• [Entries supplied]
(begin)

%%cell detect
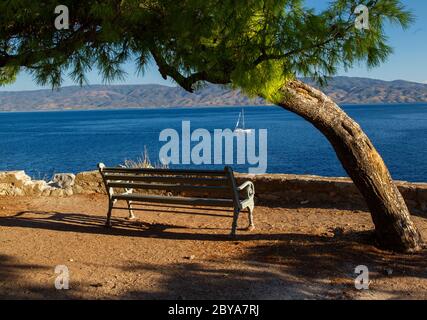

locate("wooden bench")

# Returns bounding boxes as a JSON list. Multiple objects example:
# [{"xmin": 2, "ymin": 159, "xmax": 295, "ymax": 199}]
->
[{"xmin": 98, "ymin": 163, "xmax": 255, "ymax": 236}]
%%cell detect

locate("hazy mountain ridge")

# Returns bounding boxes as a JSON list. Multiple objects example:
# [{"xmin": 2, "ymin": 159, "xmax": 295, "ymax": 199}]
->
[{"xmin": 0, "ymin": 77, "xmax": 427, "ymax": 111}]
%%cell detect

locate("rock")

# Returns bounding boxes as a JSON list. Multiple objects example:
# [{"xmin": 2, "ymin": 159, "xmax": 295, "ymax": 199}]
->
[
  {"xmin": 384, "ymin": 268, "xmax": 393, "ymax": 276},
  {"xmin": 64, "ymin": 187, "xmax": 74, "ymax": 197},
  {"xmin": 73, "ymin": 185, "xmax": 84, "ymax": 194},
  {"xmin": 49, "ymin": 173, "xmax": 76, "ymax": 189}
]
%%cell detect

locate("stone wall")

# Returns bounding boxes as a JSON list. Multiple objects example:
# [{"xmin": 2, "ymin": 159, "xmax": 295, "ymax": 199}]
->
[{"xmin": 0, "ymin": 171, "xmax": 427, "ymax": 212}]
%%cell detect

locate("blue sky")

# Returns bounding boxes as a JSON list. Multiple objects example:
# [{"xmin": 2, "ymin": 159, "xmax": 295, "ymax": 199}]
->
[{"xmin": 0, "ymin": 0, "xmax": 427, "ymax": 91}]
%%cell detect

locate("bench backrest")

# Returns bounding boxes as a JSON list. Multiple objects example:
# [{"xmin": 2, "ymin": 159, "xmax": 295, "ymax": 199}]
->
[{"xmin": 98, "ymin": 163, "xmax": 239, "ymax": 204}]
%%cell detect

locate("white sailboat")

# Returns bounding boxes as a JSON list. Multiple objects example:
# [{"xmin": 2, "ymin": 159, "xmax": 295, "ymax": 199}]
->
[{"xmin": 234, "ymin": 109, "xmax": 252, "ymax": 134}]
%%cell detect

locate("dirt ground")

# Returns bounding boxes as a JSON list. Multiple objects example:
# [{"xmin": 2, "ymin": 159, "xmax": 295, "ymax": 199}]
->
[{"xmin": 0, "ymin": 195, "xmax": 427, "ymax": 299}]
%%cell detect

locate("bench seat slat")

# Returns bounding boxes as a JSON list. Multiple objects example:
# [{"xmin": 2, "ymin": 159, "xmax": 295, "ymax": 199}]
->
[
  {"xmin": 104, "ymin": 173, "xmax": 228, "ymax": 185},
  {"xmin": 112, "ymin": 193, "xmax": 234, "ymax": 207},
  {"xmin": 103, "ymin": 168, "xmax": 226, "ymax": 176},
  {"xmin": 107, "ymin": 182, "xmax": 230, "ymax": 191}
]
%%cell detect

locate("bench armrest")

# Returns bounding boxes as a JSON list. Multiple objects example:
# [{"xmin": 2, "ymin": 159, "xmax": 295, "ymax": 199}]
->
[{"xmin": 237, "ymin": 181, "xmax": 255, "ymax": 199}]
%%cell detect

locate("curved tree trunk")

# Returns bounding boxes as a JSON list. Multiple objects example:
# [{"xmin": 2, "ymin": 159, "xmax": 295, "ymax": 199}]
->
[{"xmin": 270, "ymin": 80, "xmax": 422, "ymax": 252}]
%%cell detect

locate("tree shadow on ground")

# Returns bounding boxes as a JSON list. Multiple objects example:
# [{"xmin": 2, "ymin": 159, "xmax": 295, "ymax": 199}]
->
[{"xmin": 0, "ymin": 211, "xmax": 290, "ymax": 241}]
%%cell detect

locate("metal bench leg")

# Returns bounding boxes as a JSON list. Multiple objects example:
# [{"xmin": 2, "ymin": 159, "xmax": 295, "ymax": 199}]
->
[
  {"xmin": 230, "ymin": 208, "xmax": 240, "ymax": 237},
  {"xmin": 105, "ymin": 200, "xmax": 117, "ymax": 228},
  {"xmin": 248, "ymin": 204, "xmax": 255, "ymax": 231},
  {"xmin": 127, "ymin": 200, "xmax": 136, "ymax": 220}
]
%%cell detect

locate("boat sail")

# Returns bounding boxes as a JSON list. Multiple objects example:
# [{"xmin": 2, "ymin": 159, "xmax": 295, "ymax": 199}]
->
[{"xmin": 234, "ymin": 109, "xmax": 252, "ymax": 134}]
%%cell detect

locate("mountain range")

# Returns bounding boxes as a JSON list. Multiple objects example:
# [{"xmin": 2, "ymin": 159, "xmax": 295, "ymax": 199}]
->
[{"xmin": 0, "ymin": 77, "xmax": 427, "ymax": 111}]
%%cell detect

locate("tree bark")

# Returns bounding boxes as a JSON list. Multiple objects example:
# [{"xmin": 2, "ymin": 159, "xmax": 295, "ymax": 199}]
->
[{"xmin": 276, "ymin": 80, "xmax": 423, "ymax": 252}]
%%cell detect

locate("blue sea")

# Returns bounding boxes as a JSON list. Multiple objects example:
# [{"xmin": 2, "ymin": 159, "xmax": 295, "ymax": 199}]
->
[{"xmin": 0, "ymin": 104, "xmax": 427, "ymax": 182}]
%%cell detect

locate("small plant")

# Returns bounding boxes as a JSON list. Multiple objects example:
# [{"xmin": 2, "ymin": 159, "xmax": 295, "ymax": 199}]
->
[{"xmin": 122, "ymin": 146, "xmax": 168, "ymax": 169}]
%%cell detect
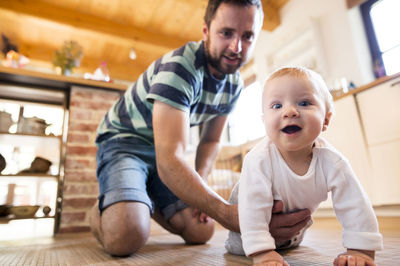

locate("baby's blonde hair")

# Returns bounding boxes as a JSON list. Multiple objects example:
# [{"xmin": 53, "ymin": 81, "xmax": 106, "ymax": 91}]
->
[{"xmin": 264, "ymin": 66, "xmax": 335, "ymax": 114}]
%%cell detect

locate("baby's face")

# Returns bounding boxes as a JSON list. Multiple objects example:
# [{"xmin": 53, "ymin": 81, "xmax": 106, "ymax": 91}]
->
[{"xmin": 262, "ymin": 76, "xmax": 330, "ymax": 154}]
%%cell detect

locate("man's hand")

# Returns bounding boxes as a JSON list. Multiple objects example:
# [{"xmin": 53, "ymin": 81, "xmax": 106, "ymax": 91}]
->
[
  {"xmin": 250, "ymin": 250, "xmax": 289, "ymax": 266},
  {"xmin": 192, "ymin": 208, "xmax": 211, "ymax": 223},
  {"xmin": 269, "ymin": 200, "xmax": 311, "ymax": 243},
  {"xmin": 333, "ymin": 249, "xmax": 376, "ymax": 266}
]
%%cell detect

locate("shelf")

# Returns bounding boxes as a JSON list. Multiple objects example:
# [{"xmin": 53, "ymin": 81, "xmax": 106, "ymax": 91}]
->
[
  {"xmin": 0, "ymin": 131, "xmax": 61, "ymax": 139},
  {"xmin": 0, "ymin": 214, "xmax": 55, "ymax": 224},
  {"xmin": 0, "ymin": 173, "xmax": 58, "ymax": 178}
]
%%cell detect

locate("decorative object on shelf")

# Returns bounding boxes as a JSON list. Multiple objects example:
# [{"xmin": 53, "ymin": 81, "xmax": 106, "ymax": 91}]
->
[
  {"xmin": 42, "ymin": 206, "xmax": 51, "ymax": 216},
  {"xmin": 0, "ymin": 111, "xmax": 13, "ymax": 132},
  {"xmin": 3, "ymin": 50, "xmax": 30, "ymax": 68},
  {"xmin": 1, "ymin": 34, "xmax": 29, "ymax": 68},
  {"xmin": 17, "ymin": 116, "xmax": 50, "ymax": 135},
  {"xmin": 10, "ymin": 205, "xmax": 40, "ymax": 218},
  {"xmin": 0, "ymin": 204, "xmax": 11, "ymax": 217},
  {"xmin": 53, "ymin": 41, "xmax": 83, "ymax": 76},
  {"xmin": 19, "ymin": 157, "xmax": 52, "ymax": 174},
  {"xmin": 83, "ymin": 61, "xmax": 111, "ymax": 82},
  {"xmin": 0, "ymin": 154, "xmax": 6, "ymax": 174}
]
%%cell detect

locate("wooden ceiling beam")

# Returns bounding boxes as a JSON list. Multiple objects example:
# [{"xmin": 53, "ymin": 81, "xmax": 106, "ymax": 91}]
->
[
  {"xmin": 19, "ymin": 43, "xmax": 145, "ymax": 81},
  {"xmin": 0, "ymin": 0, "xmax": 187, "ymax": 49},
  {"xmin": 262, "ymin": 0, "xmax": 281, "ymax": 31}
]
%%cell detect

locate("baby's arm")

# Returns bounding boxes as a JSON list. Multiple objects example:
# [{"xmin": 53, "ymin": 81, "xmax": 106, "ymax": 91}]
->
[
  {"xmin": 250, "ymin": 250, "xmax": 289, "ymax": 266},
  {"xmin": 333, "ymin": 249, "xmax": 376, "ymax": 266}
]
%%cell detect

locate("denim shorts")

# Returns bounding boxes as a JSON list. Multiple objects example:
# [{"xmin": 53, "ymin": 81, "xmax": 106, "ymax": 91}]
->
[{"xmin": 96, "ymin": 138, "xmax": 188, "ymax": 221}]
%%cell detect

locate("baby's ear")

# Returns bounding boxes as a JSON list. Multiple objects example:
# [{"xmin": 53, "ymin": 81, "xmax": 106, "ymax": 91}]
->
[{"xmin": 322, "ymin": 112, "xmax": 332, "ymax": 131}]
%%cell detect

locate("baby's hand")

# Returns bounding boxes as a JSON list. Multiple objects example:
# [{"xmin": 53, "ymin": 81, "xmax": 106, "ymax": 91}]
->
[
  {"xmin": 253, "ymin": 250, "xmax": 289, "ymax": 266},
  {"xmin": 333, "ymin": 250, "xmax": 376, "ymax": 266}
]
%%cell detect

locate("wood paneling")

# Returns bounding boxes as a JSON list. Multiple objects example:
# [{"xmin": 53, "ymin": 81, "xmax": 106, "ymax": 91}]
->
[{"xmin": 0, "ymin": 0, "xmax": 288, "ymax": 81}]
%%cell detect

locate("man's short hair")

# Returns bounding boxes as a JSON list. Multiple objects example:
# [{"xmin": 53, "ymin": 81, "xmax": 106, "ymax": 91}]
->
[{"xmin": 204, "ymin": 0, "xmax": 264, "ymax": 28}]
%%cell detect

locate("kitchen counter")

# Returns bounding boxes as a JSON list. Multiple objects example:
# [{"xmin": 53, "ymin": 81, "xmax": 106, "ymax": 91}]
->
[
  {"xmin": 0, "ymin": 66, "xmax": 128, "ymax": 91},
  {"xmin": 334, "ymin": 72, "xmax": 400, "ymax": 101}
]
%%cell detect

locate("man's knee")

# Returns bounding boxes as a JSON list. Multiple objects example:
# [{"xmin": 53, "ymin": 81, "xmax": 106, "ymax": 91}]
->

(end)

• [Written instruction]
Pick out every line in the entries above that contains the word "ground" and copy each one.

• [Solved exercise]
locate("dirt ground")
locate("tree shadow on ground")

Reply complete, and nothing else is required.